## WRITTEN REQUEST
Return the listing below unchanged, minus its pictures.

*** PROVIDED ENTRIES

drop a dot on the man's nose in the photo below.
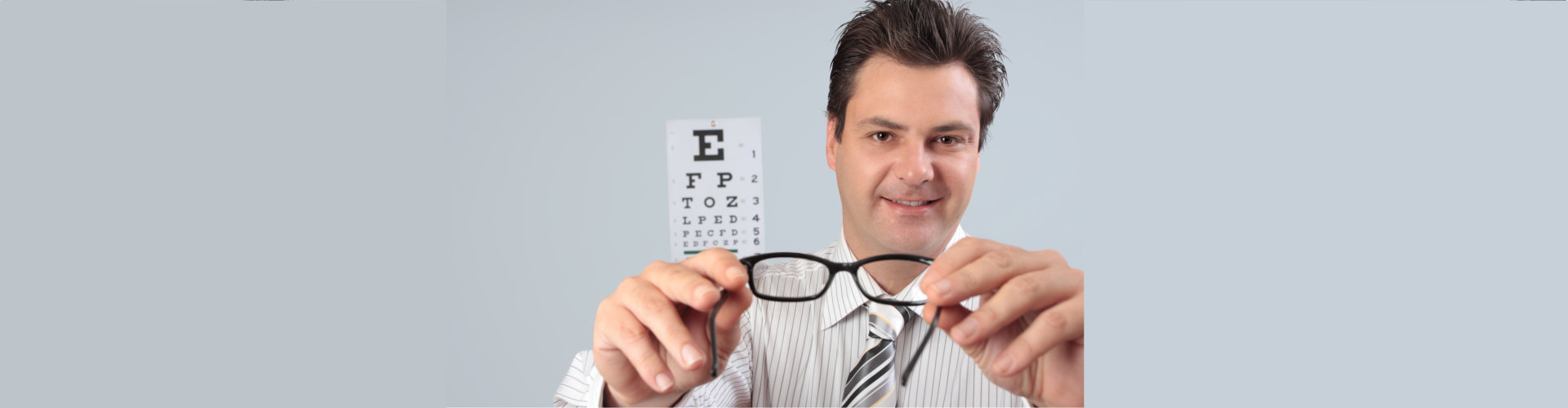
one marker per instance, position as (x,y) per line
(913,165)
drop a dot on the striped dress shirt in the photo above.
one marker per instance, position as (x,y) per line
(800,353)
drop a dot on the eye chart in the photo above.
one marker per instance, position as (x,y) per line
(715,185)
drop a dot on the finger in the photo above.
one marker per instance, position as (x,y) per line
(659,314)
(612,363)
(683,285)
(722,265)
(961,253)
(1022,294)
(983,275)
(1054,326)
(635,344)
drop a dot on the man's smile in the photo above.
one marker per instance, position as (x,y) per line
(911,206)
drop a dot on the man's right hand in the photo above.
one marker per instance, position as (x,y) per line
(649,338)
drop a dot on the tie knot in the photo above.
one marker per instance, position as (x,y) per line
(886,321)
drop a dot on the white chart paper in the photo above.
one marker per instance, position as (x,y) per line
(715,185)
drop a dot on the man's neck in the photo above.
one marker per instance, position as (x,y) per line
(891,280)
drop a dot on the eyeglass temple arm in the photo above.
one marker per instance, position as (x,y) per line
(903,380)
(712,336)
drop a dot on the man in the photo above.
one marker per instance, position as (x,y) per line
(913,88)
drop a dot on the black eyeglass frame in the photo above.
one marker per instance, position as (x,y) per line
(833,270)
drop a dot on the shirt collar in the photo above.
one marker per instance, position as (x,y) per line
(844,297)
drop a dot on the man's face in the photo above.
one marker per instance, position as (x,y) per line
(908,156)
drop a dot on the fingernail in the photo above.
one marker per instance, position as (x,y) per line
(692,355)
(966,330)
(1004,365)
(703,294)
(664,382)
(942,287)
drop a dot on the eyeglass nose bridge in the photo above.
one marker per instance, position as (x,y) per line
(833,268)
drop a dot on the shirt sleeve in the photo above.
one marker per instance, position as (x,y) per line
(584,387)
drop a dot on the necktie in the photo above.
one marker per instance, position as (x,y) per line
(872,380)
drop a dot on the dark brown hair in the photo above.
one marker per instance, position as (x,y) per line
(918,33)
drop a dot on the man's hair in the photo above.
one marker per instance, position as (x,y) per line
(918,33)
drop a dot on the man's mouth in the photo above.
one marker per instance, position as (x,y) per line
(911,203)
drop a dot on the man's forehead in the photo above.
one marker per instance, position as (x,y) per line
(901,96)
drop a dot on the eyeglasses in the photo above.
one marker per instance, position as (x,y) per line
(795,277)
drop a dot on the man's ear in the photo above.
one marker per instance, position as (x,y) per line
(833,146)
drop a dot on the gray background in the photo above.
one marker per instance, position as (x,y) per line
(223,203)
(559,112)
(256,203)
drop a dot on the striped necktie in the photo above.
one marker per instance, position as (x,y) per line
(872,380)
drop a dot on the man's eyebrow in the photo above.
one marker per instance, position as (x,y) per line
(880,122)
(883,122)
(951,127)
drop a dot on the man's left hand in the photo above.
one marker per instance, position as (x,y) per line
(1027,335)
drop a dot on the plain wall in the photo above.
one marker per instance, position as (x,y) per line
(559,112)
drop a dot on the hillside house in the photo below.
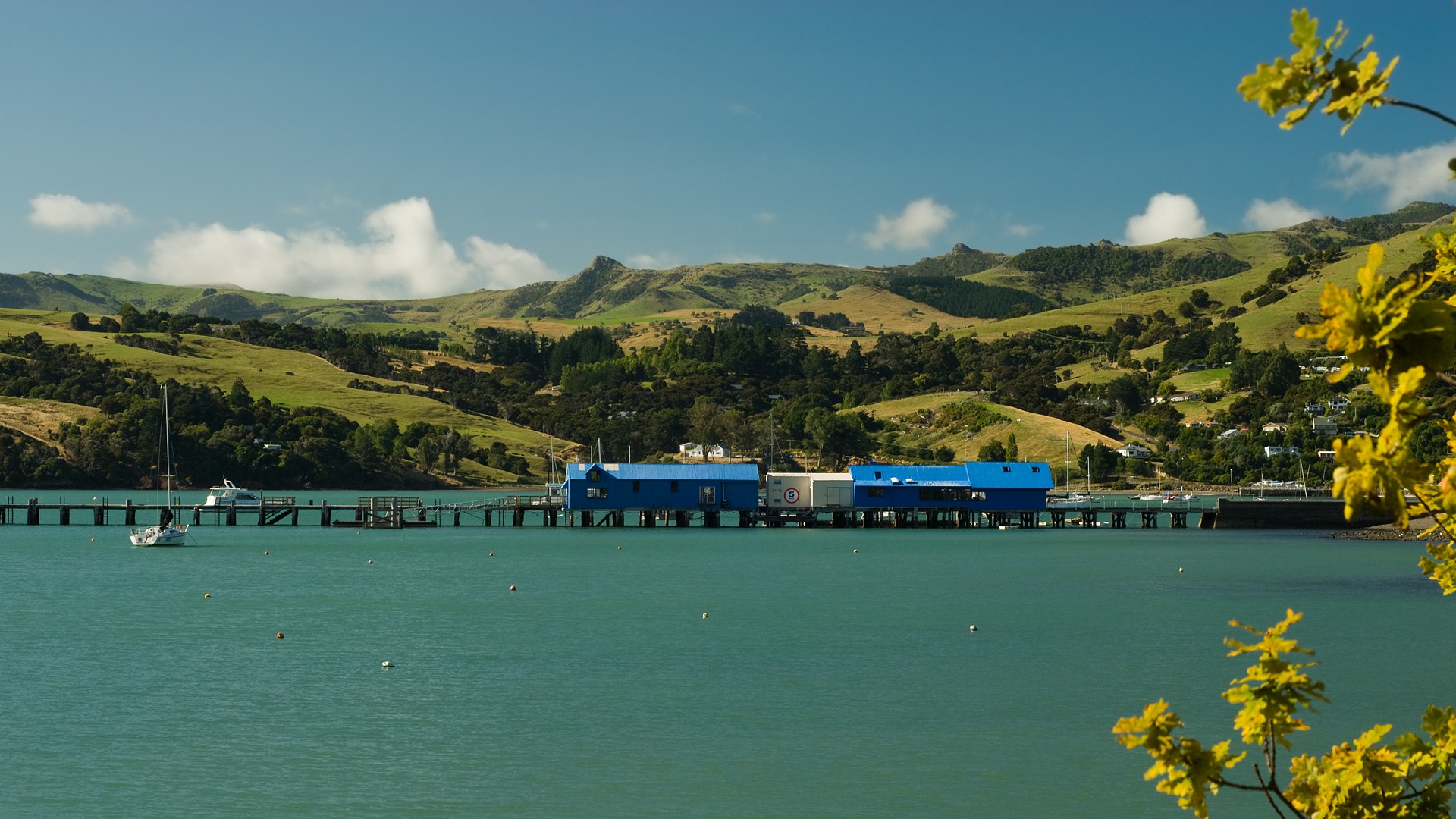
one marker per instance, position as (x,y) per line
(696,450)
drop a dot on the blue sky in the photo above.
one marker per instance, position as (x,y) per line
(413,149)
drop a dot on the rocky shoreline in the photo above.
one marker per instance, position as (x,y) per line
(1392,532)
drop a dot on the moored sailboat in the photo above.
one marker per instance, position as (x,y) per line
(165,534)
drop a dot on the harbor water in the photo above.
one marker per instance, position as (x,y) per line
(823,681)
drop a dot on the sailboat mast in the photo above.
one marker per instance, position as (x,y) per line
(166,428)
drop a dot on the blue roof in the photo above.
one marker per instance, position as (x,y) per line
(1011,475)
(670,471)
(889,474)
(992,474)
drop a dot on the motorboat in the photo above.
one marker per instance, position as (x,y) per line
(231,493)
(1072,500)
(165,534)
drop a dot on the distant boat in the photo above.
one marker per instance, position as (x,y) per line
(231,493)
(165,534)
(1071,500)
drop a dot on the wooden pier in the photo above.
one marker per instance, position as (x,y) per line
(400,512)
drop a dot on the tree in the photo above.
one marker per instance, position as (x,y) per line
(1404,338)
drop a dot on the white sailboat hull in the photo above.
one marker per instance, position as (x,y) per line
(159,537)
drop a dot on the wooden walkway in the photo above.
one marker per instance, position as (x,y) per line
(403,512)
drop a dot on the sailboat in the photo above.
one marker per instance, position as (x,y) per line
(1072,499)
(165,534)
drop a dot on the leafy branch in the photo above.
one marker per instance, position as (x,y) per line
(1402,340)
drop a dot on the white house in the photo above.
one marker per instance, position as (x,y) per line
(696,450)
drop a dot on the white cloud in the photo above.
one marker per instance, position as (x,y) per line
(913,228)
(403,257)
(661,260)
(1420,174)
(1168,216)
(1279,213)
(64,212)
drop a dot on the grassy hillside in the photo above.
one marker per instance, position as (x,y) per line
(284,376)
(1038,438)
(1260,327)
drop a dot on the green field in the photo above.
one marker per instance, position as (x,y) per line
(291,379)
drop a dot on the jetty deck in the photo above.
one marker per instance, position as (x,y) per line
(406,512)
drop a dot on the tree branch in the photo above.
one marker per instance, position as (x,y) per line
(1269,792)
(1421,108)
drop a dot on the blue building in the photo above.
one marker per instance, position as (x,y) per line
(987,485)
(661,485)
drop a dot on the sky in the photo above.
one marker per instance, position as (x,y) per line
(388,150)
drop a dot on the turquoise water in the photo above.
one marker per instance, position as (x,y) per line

******

## COMPLETE OUTPUT
drop a dot on the man's nose in the photo below.
one marker per instance, position as (x,y) per line
(913,165)
drop a dot on the striped dress shirt in the photo above.
one marker per instance, position as (x,y) per line
(800,353)
drop a dot on the eye chart in the photo above.
one marker per instance, position as (x,y) per line
(715,185)
drop a dot on the finger in the photo above.
one marker per instance, position as (x,y) per line
(659,314)
(612,363)
(683,285)
(722,265)
(961,253)
(1022,294)
(983,275)
(1054,326)
(635,344)
drop a dot on the man's smile in the photo above.
one marker per instance, position as (x,y) per line
(911,206)
drop a dot on the man's right hand in the photo above.
one marker per instance, position as (x,y) per line
(649,338)
drop a dot on the tie knot in the photo above.
one marker per instance, position as (x,y) per line
(886,321)
drop a dot on the white chart paper in the photo above.
one marker per instance, position as (x,y) per line
(715,185)
drop a dot on the man's neck in the photo above.
one marker per instance, position as (x,y) per line
(891,280)
drop a dot on the eyeglass temple arm in the photo above.
one marker per instance, position as (x,y) per line
(903,380)
(712,336)
drop a dot on the man in the photo above.
one marker per instance, position as (x,y) per line
(913,88)
drop a dot on the black eyeglass frame in the photo above.
one marker per instance, position as (x,y) per line
(833,270)
drop a dot on the shirt collar in the photo above.
one marker per instance, position as (x,y) per line
(844,297)
drop a dot on the man's face in the photo above.
one marker per instance, position as (x,y) per line
(908,156)
drop a dot on the fingernail in the photo above.
one marker per instance, position as (x,y) per line
(692,355)
(966,330)
(1004,365)
(703,294)
(664,382)
(942,287)
drop a dot on the eyeglass nose bridge in the photo above.
one marker per instance, position as (x,y) per line
(833,268)
drop a dot on the shirt sleeve in the photo above.
one marker per instance, position as (x,y) per line
(584,387)
drop a dot on the necktie in the photo above.
one marker per instance, position as (x,y) per line
(872,380)
drop a dot on the dark brown hair in the photo above.
one marker per instance, position as (x,y) per line
(918,33)
drop a dot on the man's hair in the photo above.
one marker per instance, position as (x,y) per line
(918,33)
drop a dot on the man's mouth in the photo above.
one marker per instance, position as (x,y) per line
(911,203)
drop a dot on the man's forehead in the photo above.
one marker per instance, position as (x,y) per line
(901,96)
drop a dot on the eyeglasses in the photo above.
one marker per instance, position as (x,y) per line
(795,277)
drop a dot on the man's ear in the photo above.
one marker per instance, position as (x,y) per line
(833,146)
drop a dot on the gray background in the photo above.
one marker per instance, position as (x,y) per line
(223,203)
(559,112)
(256,203)
drop a dot on the striped necktie in the photo above.
one marker per instance, position as (x,y) per line
(872,380)
drop a dot on the man's eyebrow in the photo above.
one marker per instance, position as (x,y) per line
(880,122)
(883,122)
(951,127)
drop a dot on the man's left hand in the photo above.
one marker per instance, position as (x,y) per line
(1027,335)
drop a dot on the plain wall in the photo above.
one marker per instance, position as (x,y) per line
(559,112)
drop a dot on the hillside house in the photo below.
one marker per instance, position as (x,y) per line
(696,450)
drop a dot on the blue sky in the photo above.
one marker per instance, position as (x,y) per line
(413,149)
drop a dot on the rocky shoreline in the photo above.
one marker per instance, position as (x,y) per line
(1392,532)
drop a dot on the moored sailboat in the photo above.
one marker per instance, position as (x,y) per line
(165,534)
drop a dot on the harbor water in the photo above.
one marker per instance, position as (x,y) per line
(823,681)
drop a dot on the sailboat mast in the photo above.
one marker per instance, position as (x,y) per line
(166,428)
drop a dot on the blue roof in the photo above.
one marker per instance, position as (x,y) per line
(1011,475)
(670,471)
(889,474)
(992,474)
drop a dot on the motorboat in the photo above.
one marker per instance, position as (x,y) per line
(231,493)
(1072,500)
(165,534)
drop a dot on the distant boat in the photo above.
one marker per instance, position as (x,y) per line
(231,493)
(165,534)
(1071,500)
drop a dot on the wooden pier in the photo above.
one marker per instance, position as (x,y) per line
(400,512)
drop a dot on the tree in the photo above.
one marker per instance, position as (x,y) per line
(1404,338)
drop a dot on the white sailboat hull in the photo above.
one marker per instance, position as (x,y) per line
(159,537)
drop a dot on the wooden walkway in the photo above.
one marker per instance, position as (x,y) per line
(403,512)
drop a dot on the sailboat in the photo above.
one marker per instance, position as (x,y) per line
(1072,499)
(165,534)
drop a dot on the leafy branch in the photo above.
one marker per instance, position as (x,y) per line
(1402,340)
drop a dot on the white house in the photo above.
one marker per instance, position as (x,y) per line
(696,450)
drop a dot on the white cloud in the photo above.
one marker per instance, position as (x,y) per line
(913,228)
(403,257)
(661,260)
(1420,174)
(1168,216)
(1279,213)
(64,212)
drop a dot on the grassy hillside in the photo above.
one marker per instance, position as (x,y) per line
(284,376)
(1038,438)
(1260,327)
drop a dot on the green field in the photo above.
one marker per instance, position as (x,y) per line
(291,379)
drop a dot on the jetty deck in the photo above.
one marker per instance, position as (x,y) per line
(406,512)
drop a dot on the tree branch in the photo above.
one marker per instance, position as (x,y) per line
(1269,792)
(1421,108)
drop a dot on the blue building in the photo above.
one marker per instance, position as (x,y) per line
(987,485)
(661,485)
drop a dot on the sky in the photo above.
one marker per instance, position as (x,y) per line
(388,150)
drop a dot on the turquoise water in the photo above.
one marker per instance, position as (x,y) per line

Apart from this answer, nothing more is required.